» **Source passage**

━━━━

We loved meeting Gordo, at least as a voice on the radio. Will we be hearing from him again, and/or perhaps meeting him in person sometime in the future? 

Gordo was voiced by none other than Simon Barry himself — at the time it made sense for Simon to do it since he was sitting there on set with the actors and it really could've just ended up a guide track that was then re-voiced later by an actor but once I heard it, it felt completely wrong to have anybody else re-do it. Simon had just the right twang in his voice and a perfect, simple honesty that made me love the character and wish to hear more from him. I don’t know that we'll ever meet Gordo face-to-face on the show, but I love how Simon brought him to life during that brief radio call.

It's an intriguing parallel between Susan and Vanessa when it comes to their ability to handle firearms: Vanessa from her ex-husband, Susan from her hunter father - both repugnant men that were at least good for one thing. Was this intentional from the start or did it organically present itself during production?

━━━━

» **Records**

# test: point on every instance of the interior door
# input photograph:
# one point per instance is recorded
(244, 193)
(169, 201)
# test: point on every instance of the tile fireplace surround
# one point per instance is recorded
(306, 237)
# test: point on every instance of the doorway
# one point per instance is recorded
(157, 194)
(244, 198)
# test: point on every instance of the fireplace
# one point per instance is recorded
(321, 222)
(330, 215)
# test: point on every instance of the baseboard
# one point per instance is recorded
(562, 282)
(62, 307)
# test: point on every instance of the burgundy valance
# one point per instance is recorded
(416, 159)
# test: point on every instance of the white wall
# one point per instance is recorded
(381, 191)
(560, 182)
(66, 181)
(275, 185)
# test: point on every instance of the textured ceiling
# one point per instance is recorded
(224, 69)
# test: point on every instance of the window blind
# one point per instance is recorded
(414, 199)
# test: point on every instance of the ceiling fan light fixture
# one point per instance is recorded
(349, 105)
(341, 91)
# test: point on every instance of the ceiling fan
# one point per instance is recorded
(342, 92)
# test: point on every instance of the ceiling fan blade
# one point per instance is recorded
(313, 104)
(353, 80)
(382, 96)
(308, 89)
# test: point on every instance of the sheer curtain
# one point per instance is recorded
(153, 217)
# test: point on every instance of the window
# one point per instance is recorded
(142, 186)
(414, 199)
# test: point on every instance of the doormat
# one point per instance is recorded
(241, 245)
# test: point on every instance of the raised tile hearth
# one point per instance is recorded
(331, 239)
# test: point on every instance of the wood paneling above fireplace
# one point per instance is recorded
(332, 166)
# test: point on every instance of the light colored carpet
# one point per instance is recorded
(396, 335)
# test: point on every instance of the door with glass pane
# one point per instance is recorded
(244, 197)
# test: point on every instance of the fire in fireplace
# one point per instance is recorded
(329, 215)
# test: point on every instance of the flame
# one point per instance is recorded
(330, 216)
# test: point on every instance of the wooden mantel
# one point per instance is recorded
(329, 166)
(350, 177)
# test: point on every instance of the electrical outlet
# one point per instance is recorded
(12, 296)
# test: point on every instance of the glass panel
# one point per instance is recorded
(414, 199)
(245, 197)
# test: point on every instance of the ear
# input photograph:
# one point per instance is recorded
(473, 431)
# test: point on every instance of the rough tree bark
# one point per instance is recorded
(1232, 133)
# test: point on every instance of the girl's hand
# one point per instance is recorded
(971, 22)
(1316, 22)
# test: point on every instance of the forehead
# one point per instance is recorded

━━━━

» **Work to complete**
(a) Copy word for word the part of the interview excerpt starting with "We loved meeting" and going on through "in the future?".
(b) In the records, rename "recorded" to "logged" in the lines starting with the line with "# test: point on every instance of the light" and going on through the line with "(1232, 133)", leaving all else unchanged. Return only those lines.
The interview excerpt and the records are independent of each other.

» **Outputs in order**
(a)
We loved meeting Gordo, at least as a voice on the radio. Will we be hearing from him again, and/or perhaps meeting him in person sometime in the future?

(b)
# test: point on every instance of the light colored carpet
# one point per instance is logged
(396, 335)
# test: point on every instance of the door with glass pane
# one point per instance is logged
(244, 197)
# test: point on every instance of the fire in fireplace
# one point per instance is logged
(329, 215)
# test: point on every instance of the flame
# one point per instance is logged
(330, 216)
# test: point on every instance of the wooden mantel
# one point per instance is logged
(329, 166)
(350, 177)
# test: point on every instance of the electrical outlet
# one point per instance is logged
(12, 296)
# test: point on every instance of the glass panel
# one point per instance is logged
(414, 199)
(245, 197)
# test: point on every instance of the ear
# input photograph:
# one point per instance is logged
(473, 431)
# test: point on every instance of the rough tree bark
# one point per instance is logged
(1232, 133)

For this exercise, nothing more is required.